§ Work to complete:
Turn every line of the listing below into a numbered list, omitting any blank lines.

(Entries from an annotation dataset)

· · ·

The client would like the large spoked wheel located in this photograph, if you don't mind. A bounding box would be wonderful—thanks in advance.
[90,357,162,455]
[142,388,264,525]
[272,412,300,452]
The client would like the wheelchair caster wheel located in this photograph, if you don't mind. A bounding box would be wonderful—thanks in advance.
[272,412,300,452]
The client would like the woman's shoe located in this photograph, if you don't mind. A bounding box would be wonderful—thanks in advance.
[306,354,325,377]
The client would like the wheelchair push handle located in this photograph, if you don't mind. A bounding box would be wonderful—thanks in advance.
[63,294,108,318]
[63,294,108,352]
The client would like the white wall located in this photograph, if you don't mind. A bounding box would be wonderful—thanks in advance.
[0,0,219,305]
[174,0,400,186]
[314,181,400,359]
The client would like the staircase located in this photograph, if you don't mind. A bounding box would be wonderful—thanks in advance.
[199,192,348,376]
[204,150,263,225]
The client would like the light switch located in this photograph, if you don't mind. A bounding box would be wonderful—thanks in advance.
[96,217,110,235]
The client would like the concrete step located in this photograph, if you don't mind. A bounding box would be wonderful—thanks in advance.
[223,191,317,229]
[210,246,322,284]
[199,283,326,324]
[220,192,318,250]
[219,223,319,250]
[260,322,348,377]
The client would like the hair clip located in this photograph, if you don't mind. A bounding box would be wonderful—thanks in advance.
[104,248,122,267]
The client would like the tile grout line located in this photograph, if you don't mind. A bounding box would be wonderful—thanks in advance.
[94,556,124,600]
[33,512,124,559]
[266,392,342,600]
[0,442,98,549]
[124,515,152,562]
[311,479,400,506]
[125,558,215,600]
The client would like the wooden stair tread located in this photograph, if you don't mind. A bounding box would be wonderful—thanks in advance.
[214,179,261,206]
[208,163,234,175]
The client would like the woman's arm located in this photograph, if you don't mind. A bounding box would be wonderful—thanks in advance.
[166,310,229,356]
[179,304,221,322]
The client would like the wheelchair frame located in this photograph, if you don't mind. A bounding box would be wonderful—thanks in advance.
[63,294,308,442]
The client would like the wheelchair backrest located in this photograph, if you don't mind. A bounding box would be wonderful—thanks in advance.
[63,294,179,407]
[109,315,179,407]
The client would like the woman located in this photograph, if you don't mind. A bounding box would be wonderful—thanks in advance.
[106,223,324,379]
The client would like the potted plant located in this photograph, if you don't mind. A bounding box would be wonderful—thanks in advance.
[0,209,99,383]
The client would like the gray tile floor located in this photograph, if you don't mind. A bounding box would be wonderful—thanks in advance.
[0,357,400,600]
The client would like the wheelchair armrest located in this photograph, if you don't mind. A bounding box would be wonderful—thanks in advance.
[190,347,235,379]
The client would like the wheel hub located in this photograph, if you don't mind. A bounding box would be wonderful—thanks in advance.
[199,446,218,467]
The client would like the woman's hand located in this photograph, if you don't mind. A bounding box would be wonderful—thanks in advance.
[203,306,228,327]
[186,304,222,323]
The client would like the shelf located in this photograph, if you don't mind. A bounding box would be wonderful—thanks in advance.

· · ·

§ Finished answer:
1. The client would like the large spoked wheel located in this photograph, if you don't mind. A bounding box would be wonderful—thanks in advance.
2. [90,357,162,455]
3. [142,388,264,525]
4. [272,412,300,452]
5. The client would like the wheelchair caster wheel located in this photograph, if you don't mind. A bounding box would be wonderful—thanks in advance.
6. [272,412,300,452]
7. The client would like the woman's shoe located in this photograph, if you don't mind. A bounding box would be wonderful—thanks in advance.
8. [306,354,325,377]
9. The client would like the wheelchair push handle located in this photograph, if you don't mind. A bounding box would be wonderful—thanks in advance.
10. [63,294,108,318]
11. [63,294,108,352]
12. The client would like the white wall located in this photograph, if you don't mind. A bounding box would be wonderful—thanks in advance.
13. [0,0,219,305]
14. [174,0,400,186]
15. [314,181,400,359]
16. The client would like the staircase located in this photograph, if you don't mind. A bounding box would be wonderful—thanks in advance.
17. [199,192,348,376]
18. [204,150,263,225]
19. The client would like the light switch located in this photograph, if you don't mind. A bounding box would be wonderful—thanks in advance.
20. [96,217,110,235]
21. The client would like the concrete step located in this photograph, if you don't mind. A bounding box would be wonderful—thanks in advance.
22. [223,191,317,229]
23. [210,246,322,284]
24. [199,283,326,324]
25. [220,192,318,250]
26. [219,223,319,250]
27. [260,322,348,377]
28. The client would like the hair clip located in this photograph, if you don't mind. A bounding box would be wonderful—thanks in advance.
29. [104,248,122,267]
30. The client would like the tile grout line located in this photograph, if you don't mind. A bounding box would be wonderful—thanks in advance.
31. [94,556,124,600]
32. [33,512,124,559]
33. [266,392,342,600]
34. [0,442,98,549]
35. [124,515,152,562]
36. [311,479,400,506]
37. [125,558,215,600]
38. The client would like the wooden stair tread located in this photograph, if you don't mind. A bounding box would be wonderful—thanks in advance.
39. [214,179,261,206]
40. [208,163,234,175]
41. The client would like the woman's arm located in this photograph, if you don't mind. A bounding box would be wonderful—thanks in advance.
42. [166,310,229,356]
43. [179,304,221,322]
44. The client would like the wheelchair frame located in this photograph, if you don't mind. A bounding box would be wonderful—thanks in advance.
45. [63,294,308,442]
46. The client would like the wheelchair backrest located in this photograph, if you don't mind. A bounding box would be wonderful—thanks in advance.
47. [63,294,179,407]
48. [109,315,179,407]
49. The client would like the woman located in this photograph, if you don't mind. A bounding box would be wonderful—thanks in advance.
50. [106,223,324,379]
51. The client would like the potted plant located in this photograph, if you don't mind. A bounding box would be wonderful—thanks in advance.
52. [0,209,99,383]
53. The client would like the gray tile floor located in this photograph, if you don't mind. A bounding box would be wonderful—thanks in advance.
54. [0,357,400,600]
55. The client would like the wheelchair armrest located in this photograph, if you don't mind. A bounding box would be wonderful—thanks in advance.
56. [190,347,235,379]
57. The client would like the wheel hub located in this photograph, if you don't mind. A bounding box would be wonderful—thanks in advance.
58. [199,446,218,467]
59. The client would like the woman's hand located in this photograph, if you don't mind. A bounding box would be wonderful—thanks in advance.
60. [203,306,228,327]
61. [186,304,222,323]
62. The client would like the shelf located in this photograph, if you don't mind. A bounding box would be wonderful—thanks in advance.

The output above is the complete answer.